Ciência

Pessoas sem sintomas não transmitem o coronavírus? Não é bem assim

Declaração da OMS causou confusão sobre a transmissão do novo coronavírus por parte de pacientes assintomáticos da covid-19

Pedestres no Rio de Janeiro: mesmo quem não apresenta sintomas do novo coronavírus é capaz de transmitir a doença (Andre Coelho/Getty Images)

Pedestres no Rio de Janeiro: mesmo quem não apresenta sintomas do novo coronavírus é capaz de transmitir a doença (Andre Coelho/Getty Images)

FS

Filipe Serrano

Publicado em 9 de junho de 2020 às 17h05.

Última atualização em 9 de junho de 2020 às 19h42.

A polêmica declaração de uma representante da Organização Mundial da Saúde na segunda-feira levantou um debate aquecido sobre as infecções causadas por pacientes da covid-19 que não apresentam nenhum sintoma. Ao responder à pergunta de um jornalista durante uma coletiva de imprensa, a chefe da unidade de doenças emergentes e zoonoses da OMS, Maria van Kerkhove, afirmou que infecções causadas por pacientes assintomáticos da covid-19 são “muito raras.”

● Itens de dados
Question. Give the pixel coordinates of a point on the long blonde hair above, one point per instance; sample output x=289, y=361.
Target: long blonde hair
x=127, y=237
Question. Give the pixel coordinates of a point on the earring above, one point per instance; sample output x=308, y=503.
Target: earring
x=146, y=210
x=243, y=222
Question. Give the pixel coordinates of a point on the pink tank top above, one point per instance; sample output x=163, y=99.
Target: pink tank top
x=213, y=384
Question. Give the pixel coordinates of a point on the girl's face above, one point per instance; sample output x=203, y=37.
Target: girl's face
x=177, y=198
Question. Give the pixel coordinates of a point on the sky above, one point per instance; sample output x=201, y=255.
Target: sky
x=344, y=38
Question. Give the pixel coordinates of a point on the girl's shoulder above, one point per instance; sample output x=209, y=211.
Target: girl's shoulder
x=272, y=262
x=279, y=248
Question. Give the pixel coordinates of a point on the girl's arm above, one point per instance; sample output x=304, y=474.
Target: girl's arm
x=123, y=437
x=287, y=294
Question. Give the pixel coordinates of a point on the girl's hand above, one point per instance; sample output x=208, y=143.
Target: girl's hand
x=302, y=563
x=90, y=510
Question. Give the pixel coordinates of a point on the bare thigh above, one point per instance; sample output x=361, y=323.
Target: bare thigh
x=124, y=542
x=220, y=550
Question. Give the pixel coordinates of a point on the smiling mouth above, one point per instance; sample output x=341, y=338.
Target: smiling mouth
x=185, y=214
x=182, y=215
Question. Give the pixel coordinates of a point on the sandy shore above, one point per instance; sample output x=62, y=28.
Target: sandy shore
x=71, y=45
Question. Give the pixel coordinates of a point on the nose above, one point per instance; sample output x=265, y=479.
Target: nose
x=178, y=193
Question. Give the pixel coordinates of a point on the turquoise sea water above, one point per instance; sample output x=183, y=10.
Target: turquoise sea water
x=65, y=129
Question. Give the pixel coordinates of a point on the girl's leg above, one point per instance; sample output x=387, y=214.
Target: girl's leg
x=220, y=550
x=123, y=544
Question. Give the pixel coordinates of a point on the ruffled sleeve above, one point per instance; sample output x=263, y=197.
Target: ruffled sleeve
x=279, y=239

● Complete o seguinte
1. Traduza para o inglês esta frase da reportagem sobre a transmissão do coronavírus: "Ao responder à pergunta de um jornalista durante uma coletiva de imprensa, a chefe da unidade de doenças emergentes e zoonoses da OMS, Maria van Kerkhove, afirmou que infecções causadas por pacientes assintomáticos da covid-19 são “muito raras.”"
2. Segundo a reportagem sobre a transmissão do coronavírus, que cargo Maria van Kerkhove ocupa na OMS?
3. Escreva a continuação da reportagem sobre a transmissão do coronavírus por pacientes assintomáticos, a partir da última frase apresentada.

● Resultados
1. While answering a reporter's question during a press conference, the head of the WHO's emerging diseases and zoonoses unit, Maria van Kerkhove, stated that infections caused by asymptomatic COVID-19 patients are "very rare."

2. Ela é a chefe da unidade de doenças emergentes e zoonoses da OMS.

3.
A afirmação causou confusão porque as evidências até agora sugerem que pessoas sem sintomas também podem transmitir o vírus da mesma forma que um paciente sintomático. Depois da repercussão, a Organização Mundial da Saúde se retratou e afirmou que a dinâmica exata da transmissão do novo coronavírus ainda é desconhecida, e não descartou que pessoas assintomáticas possam passar o vírus a outras.

De acordo com cientistas, um dos problemas com essa afirmação é que é muito difícil distinguir entre os pacientes que são verdadeiramente assintomáticos (isto é, aqueles que não apresentam nenhum sintoma durante todo o período da infecção) e os pré-sintomáticos (pessoas infectadas que vão apresentar sintomas mais para a frente).

As pesquisas feitas até agora indicam que cerca de 20% das pessoas que contraem o novo coronavírus se encontram na primeira categoria — a dos assintomáticos —, de acordo com um estudo de cientistas australianos que analisaram 571 artigos científicos publicados sobre o tema. Os demais 80% são casos de pessoas que acabam apresentando algum dos sintomas (como febre, coriza, falta de paladar e dores no corpo) em algum momento da infecção.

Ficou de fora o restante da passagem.